**Problem details**
Copy every line of the data below word for word, without changing a single character.

**Entries**
================================
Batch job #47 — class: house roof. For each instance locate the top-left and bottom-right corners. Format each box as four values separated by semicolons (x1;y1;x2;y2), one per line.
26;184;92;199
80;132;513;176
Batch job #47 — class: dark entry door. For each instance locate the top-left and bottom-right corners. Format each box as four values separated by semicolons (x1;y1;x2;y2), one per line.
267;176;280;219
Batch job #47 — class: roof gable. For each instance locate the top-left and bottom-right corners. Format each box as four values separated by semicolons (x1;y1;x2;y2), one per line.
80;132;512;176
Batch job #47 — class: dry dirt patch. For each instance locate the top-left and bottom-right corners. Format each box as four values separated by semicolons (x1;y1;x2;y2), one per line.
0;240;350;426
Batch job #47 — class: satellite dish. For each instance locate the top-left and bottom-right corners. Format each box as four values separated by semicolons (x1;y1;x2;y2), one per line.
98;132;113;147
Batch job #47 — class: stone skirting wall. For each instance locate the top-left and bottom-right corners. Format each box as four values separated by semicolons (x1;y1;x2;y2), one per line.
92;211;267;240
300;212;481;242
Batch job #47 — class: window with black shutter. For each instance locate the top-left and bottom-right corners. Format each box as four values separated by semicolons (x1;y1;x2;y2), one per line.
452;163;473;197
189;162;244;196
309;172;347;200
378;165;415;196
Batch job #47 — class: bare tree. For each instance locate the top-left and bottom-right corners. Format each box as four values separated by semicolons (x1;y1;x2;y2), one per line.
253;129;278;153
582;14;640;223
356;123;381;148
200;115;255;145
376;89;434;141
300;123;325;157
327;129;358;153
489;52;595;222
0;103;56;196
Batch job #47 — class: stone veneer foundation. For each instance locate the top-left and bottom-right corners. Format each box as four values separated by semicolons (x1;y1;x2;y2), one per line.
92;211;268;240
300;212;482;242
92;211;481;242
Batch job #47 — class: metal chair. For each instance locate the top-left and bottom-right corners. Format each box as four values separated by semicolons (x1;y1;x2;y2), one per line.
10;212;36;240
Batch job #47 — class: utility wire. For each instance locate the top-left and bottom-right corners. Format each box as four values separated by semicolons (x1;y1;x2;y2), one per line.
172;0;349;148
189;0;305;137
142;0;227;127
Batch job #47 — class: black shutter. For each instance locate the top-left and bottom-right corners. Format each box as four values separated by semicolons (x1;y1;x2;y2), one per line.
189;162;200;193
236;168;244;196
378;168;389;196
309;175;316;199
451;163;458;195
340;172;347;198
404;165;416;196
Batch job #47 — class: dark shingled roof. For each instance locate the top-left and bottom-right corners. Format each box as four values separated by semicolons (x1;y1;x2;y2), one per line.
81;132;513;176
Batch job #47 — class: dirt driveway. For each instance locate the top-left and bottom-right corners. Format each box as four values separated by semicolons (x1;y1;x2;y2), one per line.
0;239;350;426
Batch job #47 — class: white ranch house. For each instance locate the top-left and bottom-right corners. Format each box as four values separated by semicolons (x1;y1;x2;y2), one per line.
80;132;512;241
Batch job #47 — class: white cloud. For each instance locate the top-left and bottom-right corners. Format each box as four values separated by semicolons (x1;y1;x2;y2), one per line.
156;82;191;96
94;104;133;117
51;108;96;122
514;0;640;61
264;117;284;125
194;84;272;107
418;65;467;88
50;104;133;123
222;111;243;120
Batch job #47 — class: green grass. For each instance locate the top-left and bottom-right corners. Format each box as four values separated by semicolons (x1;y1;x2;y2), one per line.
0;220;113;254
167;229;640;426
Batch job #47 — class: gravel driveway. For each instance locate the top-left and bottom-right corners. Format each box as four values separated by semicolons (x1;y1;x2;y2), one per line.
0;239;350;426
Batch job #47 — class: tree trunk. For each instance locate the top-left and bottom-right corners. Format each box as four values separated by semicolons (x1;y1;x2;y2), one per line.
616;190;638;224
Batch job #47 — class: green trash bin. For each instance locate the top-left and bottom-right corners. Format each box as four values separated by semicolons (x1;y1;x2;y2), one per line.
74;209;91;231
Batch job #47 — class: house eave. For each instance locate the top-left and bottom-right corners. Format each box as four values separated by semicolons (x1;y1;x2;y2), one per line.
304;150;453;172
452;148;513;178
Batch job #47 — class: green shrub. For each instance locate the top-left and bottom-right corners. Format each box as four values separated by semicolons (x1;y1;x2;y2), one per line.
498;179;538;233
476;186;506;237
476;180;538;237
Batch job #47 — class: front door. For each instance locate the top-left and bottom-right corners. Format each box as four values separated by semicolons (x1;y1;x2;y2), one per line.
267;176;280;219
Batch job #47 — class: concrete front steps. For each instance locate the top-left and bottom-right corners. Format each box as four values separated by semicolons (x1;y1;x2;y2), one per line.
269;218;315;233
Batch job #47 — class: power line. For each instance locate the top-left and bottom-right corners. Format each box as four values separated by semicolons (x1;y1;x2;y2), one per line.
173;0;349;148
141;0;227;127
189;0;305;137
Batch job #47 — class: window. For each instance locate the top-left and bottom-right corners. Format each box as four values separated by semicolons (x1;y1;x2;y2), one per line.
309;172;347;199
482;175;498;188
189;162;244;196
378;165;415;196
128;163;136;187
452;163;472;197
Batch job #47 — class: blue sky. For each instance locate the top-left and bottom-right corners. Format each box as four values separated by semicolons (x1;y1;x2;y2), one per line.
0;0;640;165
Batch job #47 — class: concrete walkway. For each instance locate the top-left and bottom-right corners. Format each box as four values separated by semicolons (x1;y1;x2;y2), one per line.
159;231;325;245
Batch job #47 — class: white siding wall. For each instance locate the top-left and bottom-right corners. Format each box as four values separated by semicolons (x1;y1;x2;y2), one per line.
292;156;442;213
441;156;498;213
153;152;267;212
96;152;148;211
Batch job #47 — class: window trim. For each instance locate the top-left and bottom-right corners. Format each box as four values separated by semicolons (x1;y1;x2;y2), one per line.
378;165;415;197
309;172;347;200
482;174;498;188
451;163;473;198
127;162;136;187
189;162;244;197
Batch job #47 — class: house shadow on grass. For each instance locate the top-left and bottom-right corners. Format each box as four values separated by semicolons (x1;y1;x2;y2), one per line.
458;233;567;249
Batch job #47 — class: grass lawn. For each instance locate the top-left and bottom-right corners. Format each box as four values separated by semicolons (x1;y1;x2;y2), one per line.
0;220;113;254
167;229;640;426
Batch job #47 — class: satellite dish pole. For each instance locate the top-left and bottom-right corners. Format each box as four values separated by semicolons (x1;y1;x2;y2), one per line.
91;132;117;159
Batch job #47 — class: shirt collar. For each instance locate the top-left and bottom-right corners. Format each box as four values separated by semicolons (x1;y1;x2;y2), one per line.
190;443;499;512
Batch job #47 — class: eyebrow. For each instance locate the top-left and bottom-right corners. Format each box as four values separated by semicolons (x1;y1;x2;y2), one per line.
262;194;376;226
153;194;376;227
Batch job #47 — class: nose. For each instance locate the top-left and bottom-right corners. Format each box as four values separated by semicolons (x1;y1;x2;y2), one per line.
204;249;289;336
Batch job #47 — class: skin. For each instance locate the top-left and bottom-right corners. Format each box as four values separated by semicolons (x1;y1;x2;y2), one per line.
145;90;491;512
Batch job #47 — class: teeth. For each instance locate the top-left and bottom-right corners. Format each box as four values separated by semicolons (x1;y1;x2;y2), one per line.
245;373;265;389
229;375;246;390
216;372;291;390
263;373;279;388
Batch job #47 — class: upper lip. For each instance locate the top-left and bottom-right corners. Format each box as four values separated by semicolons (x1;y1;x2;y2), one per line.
================================
**Response to the exercise**
Batch job #47 — class: house roof. For each instance locate the top-left and bottom-right corners. Format each box as four values separated by semicolons (x1;y1;x2;y2), one per line.
26;184;92;199
80;132;513;176
Batch job #47 — class: dark entry door. For each instance locate the top-left and bottom-right corners. Format each box as four values separated by semicolons (x1;y1;x2;y2), one per line.
267;176;280;219
Batch job #47 — class: roof gable. For each instance locate the top-left and bottom-right corners. Format each box as four values separated by semicolons (x1;y1;x2;y2), one per line.
80;132;512;176
Batch job #47 — class: dry dirt patch. For each instance locate the top-left and bottom-right corners. Format each box as four values separated by semicolons (x1;y1;x2;y2), one per line.
0;240;350;426
Batch job #47 — class: satellite dish. For each instance locate the top-left and bottom-right corners. Format each box as four values separated by semicolons (x1;y1;x2;y2), one per line.
98;132;113;147
Batch job #47 — class: stone skirting wall. For each instance locate the top-left and bottom-right corners. Format each box as four values separated by semicolons (x1;y1;x2;y2), one per line.
92;211;267;240
300;212;481;242
Batch job #47 — class: window with black shutter. For each instance locate the top-left and bottom-right corners. Format each box as four values separated by semicolons (x1;y1;x2;y2), one per line.
452;163;473;197
189;162;244;196
309;172;347;200
378;165;415;196
Batch job #47 — class: bare tree. For each instance locate the top-left and bottom-right corners. Format each box as four values separated by semicolons (x1;y1;x2;y2), one per line.
253;129;278;153
582;14;640;223
356;123;381;148
200;115;255;145
376;89;434;141
300;123;325;157
327;129;358;153
489;52;595;222
0;103;56;196
Batch job #47 — class: stone veneer foundation. For each instance locate the top-left and bottom-right corners. Format each box as four values separated by semicolons (x1;y1;x2;y2), one per line.
92;211;268;240
300;212;482;242
92;211;481;242
Batch job #47 — class: metal chair. For each instance locate the top-left and bottom-right corners. Format each box as four values separated by semicolons (x1;y1;x2;y2), one per line.
10;212;36;240
Batch job #47 — class: utility wire. For each instance locate the top-left and bottom-right corners. Format each box as four values separated by semicolons (x1;y1;x2;y2), one per line.
172;0;349;148
189;0;305;137
142;0;227;127
Batch job #47 — class: black shutter. For each instance locate the top-left and bottom-right corners. Format each box as four values separated by semicolons (x1;y1;x2;y2), one per line.
189;162;200;193
236;168;244;196
378;168;389;196
309;175;316;199
451;163;458;195
340;172;347;198
404;165;416;196
Batch job #47 — class: dark shingled roof. For each instance locate the top-left and bottom-right corners. Format each box as four values separated by semicolons (x1;y1;x2;y2), one per line.
81;132;513;176
Batch job #47 — class: dirt driveway. For each instance locate the top-left and bottom-right corners. Format each box as four values separated by semicolons (x1;y1;x2;y2), one per line.
0;239;350;426
Batch job #47 — class: white ranch house. For each instance locate the top-left and bottom-right corners. Format each box as four values separated by semicolons (x1;y1;x2;y2), one per line.
80;132;512;241
Batch job #47 — class: white cloud. For each instance locate the top-left and bottom-right corners. Format each box as four values separated by semicolons (x1;y1;x2;y2), one per line.
156;82;191;96
94;104;133;117
51;108;96;122
514;0;640;61
264;117;284;125
194;84;272;107
418;65;467;88
50;104;133;123
222;111;243;120
Batch job #47 — class: green grass. For each instance locate the top-left and bottom-right corners. Format each box as four values separated by semicolons (x1;y1;x2;y2), one per line.
0;220;113;254
167;229;640;426
Batch job #47 — class: gravel driveway. For each instance locate the top-left and bottom-right corners. Format each box as four values separated by semicolons (x1;y1;x2;y2), one per line.
0;239;350;426
Batch job #47 — class: tree trunk. For each instance locate the top-left and bottom-right corners. Format each box as four values separated by semicolons (x1;y1;x2;y2), one per line.
616;190;638;224
Batch job #47 — class: green trash bin. For each instance locate the top-left and bottom-right corners. Format each box as four values separated by semicolons (x1;y1;x2;y2), one per line.
74;209;91;231
Batch job #47 — class: house eave. For each instance locate the top-left and bottom-right corners. Format each box as four values separated by semicolons (x1;y1;x2;y2), one per line.
304;150;453;172
452;148;513;178
Batch job #47 — class: green shrub. For each instance locate the top-left and bottom-right corners. Format each box as four values separated by semicolons (x1;y1;x2;y2), one per line.
498;179;538;233
476;186;506;237
476;180;538;237
Batch job #47 — class: front door. For each instance locate the top-left and bottom-right corners. Format each box as four values separated by semicolons (x1;y1;x2;y2), one per line.
267;176;280;219
Batch job #47 — class: concrete front steps. For each instance locate the top-left and bottom-right corners. Format each box as four values separated by semicolons (x1;y1;x2;y2), one per line.
269;218;315;233
Batch job #47 — class: power line. For each instance locate the top-left and bottom-right corners. Format each box as four values separated by semicolons (x1;y1;x2;y2), one per line.
173;0;349;148
141;0;227;127
189;0;305;137
Batch job #47 — class: window. For each instance locate the top-left and bottom-right corners. Format each box as four values separated by semicolons (x1;y1;x2;y2), one per line.
309;172;347;199
482;175;498;188
189;162;244;196
378;165;415;196
128;163;136;187
452;163;472;197
Batch job #47 — class: blue sky. For each instance locate the top-left and bottom-right corners. Format each box as four values separated by semicolons (x1;y1;x2;y2), one per line.
0;0;640;165
Batch job #47 — class: concrete walkway. For each instance locate the top-left and bottom-right corners. Format each box as four values separated by semicolons (x1;y1;x2;y2), one per line.
159;231;325;245
Batch job #47 — class: white siding wall. For each instance locate the top-left and bottom-right corners. Format each box as four values separated by semicolons (x1;y1;x2;y2), one per line.
292;156;442;213
441;156;498;213
153;152;267;212
96;152;148;211
Batch job #47 — class: window trim. For each instance locate the top-left and bottom-right corners. Format each box as four values separated by semicolons (x1;y1;x2;y2), one per line.
378;165;415;197
309;172;347;200
482;174;498;188
451;163;473;198
127;162;136;187
189;162;244;197
Batch job #47 — class: house shadow on grass. For each instance locate the top-left and bottom-right corners. Format each box as four values separated by semicolons (x1;y1;x2;y2), one per line.
458;233;567;249
Batch job #47 — class: grass lawn. For each instance locate the top-left and bottom-right corners. Format each box as four values separated by semicolons (x1;y1;x2;y2), one per line.
0;220;113;254
167;229;640;426
Batch job #47 — class: satellite dish pole. For each instance locate the top-left and bottom-right corners. Format each box as four values separated by semicolons (x1;y1;x2;y2), one per line.
91;132;117;159
Batch job #47 — class: shirt collar. For each instance locate the top-left and bottom-right corners. Format each box as four values separated by semicolons (x1;y1;x2;y2), one per line.
190;443;499;512
Batch job #47 — class: eyebrow. For each instance locate the top-left and bottom-right corners. Format each box as four values separated by semicolons (x1;y1;x2;y2), one per line.
262;194;376;226
153;194;376;227
Batch job #47 — class: nose. For each instance locate the top-left and bottom-right corners. Format each box as four values separated by semicolons (x1;y1;x2;y2), one per line.
204;249;289;336
Batch job #47 — class: skin. For each instance locate the top-left and bottom-right corners. Format each box as four values separated by semicolons (x1;y1;x2;y2), one per line.
145;90;491;512
Batch job #47 — class: teeth. For each instance locate the top-left and bottom-right corners. Format each box as four values separated by semicolons (x1;y1;x2;y2), one per line.
245;373;265;389
229;375;246;390
216;372;291;390
263;373;279;388
Batch job #47 — class: upper lip. For each instance locate the top-left and bottom-right corners. Format each box as four values separated by semicolons (x1;y1;x2;y2), one per line.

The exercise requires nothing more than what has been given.